**Stated problem:** Reproduce verbatim the lines of the records that begin with the line containing "target: <item>grass field</item>" and continue through the final line of the records, and output nothing else.

————————

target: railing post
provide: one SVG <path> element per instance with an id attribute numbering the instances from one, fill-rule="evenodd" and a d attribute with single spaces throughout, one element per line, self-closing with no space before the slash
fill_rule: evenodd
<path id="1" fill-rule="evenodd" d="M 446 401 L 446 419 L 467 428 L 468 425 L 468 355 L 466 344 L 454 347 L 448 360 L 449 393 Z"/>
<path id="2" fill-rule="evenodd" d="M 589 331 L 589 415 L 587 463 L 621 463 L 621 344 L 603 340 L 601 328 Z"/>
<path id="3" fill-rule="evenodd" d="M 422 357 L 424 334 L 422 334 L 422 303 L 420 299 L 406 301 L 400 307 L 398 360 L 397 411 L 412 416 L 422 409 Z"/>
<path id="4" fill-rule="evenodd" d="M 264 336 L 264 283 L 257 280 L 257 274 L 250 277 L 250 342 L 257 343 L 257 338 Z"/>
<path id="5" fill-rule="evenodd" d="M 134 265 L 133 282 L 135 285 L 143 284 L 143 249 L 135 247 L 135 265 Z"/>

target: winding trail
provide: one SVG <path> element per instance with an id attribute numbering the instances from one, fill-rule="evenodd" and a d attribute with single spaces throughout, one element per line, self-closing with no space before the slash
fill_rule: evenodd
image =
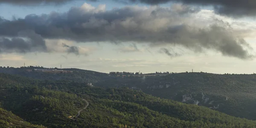
<path id="1" fill-rule="evenodd" d="M 76 115 L 76 116 L 74 117 L 71 117 L 70 119 L 73 119 L 73 118 L 74 118 L 74 117 L 77 117 L 79 116 L 80 116 L 80 112 L 81 112 L 81 111 L 86 109 L 87 107 L 88 107 L 88 105 L 89 105 L 89 102 L 86 100 L 85 100 L 85 99 L 82 99 L 82 100 L 86 102 L 86 103 L 87 103 L 87 105 L 86 105 L 86 106 L 85 106 L 85 107 L 84 108 L 80 110 L 79 111 L 78 111 L 78 112 L 77 112 L 77 114 Z"/>

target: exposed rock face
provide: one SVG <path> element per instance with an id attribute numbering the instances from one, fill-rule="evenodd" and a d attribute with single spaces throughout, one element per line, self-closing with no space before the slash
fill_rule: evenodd
<path id="1" fill-rule="evenodd" d="M 185 102 L 193 100 L 192 96 L 190 95 L 184 95 L 182 96 L 182 102 Z"/>

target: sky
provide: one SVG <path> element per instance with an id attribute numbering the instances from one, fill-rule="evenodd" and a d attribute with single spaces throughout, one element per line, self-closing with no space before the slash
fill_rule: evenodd
<path id="1" fill-rule="evenodd" d="M 0 0 L 0 66 L 256 72 L 253 1 L 42 1 Z"/>

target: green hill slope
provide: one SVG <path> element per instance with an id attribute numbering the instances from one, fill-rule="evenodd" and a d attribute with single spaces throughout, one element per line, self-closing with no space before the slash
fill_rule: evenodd
<path id="1" fill-rule="evenodd" d="M 32 125 L 9 111 L 0 108 L 0 128 L 46 128 Z"/>
<path id="2" fill-rule="evenodd" d="M 2 107 L 30 123 L 49 128 L 256 127 L 256 121 L 127 88 L 0 75 Z M 89 105 L 83 110 L 87 101 Z M 69 118 L 80 111 L 78 117 Z"/>
<path id="3" fill-rule="evenodd" d="M 116 77 L 94 84 L 127 87 L 153 96 L 203 105 L 228 114 L 256 119 L 256 75 L 174 73 Z"/>

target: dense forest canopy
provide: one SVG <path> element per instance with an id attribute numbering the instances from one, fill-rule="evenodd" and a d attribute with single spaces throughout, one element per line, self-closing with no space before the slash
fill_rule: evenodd
<path id="1" fill-rule="evenodd" d="M 78 117 L 79 111 L 87 105 Z M 253 128 L 256 121 L 128 87 L 0 74 L 1 107 L 34 125 L 54 128 Z"/>

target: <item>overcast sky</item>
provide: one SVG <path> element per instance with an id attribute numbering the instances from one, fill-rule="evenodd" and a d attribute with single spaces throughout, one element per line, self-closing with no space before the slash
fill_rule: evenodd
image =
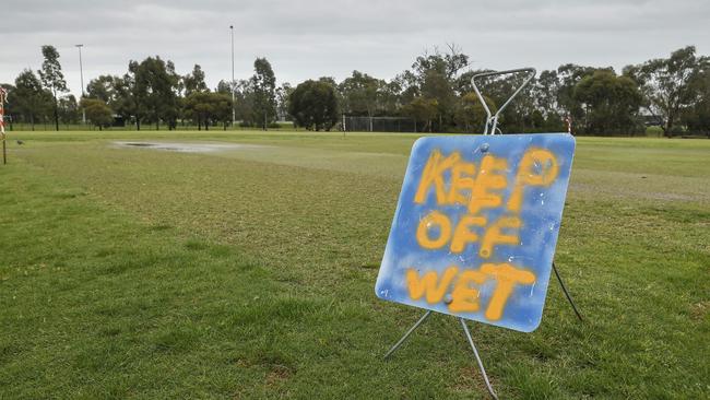
<path id="1" fill-rule="evenodd" d="M 22 0 L 0 4 L 0 82 L 42 64 L 58 48 L 70 90 L 128 61 L 159 55 L 179 73 L 202 66 L 210 87 L 267 57 L 280 82 L 356 69 L 390 79 L 434 46 L 455 43 L 473 68 L 539 70 L 575 62 L 612 66 L 667 56 L 695 45 L 710 55 L 710 0 Z"/>

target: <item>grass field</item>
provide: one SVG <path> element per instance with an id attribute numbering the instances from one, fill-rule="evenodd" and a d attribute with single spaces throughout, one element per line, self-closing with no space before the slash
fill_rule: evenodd
<path id="1" fill-rule="evenodd" d="M 22 132 L 0 166 L 0 398 L 484 398 L 375 279 L 410 134 Z M 115 140 L 258 144 L 211 154 Z M 710 141 L 578 138 L 541 327 L 473 323 L 500 398 L 710 392 Z"/>

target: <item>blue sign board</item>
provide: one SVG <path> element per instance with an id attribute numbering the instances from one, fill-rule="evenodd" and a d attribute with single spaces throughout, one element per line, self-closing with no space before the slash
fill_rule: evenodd
<path id="1" fill-rule="evenodd" d="M 566 133 L 417 140 L 377 296 L 535 330 L 573 154 L 575 138 Z"/>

————————

**Answer to the task:**
target: <item>grass field</item>
provide: one SVG <path> element per instance with an id attribute numbering the instances from one, fill-rule="evenodd" and a d attribute with single spaces throughout, one element per line, self-closing with no space before the slash
fill_rule: evenodd
<path id="1" fill-rule="evenodd" d="M 22 132 L 0 166 L 0 398 L 484 398 L 375 279 L 410 134 Z M 115 140 L 258 144 L 211 154 Z M 710 141 L 578 138 L 541 327 L 473 323 L 500 398 L 710 392 Z"/>

target: <item>blue sign board</item>
provide: one SVG <path> element per instance with an id attribute numbering the instances from one, fill-rule="evenodd" and a d attribute with single spaces throughout, one element per line, self-closing with no space before the slash
fill_rule: evenodd
<path id="1" fill-rule="evenodd" d="M 566 133 L 417 140 L 377 296 L 535 330 L 573 154 L 575 138 Z"/>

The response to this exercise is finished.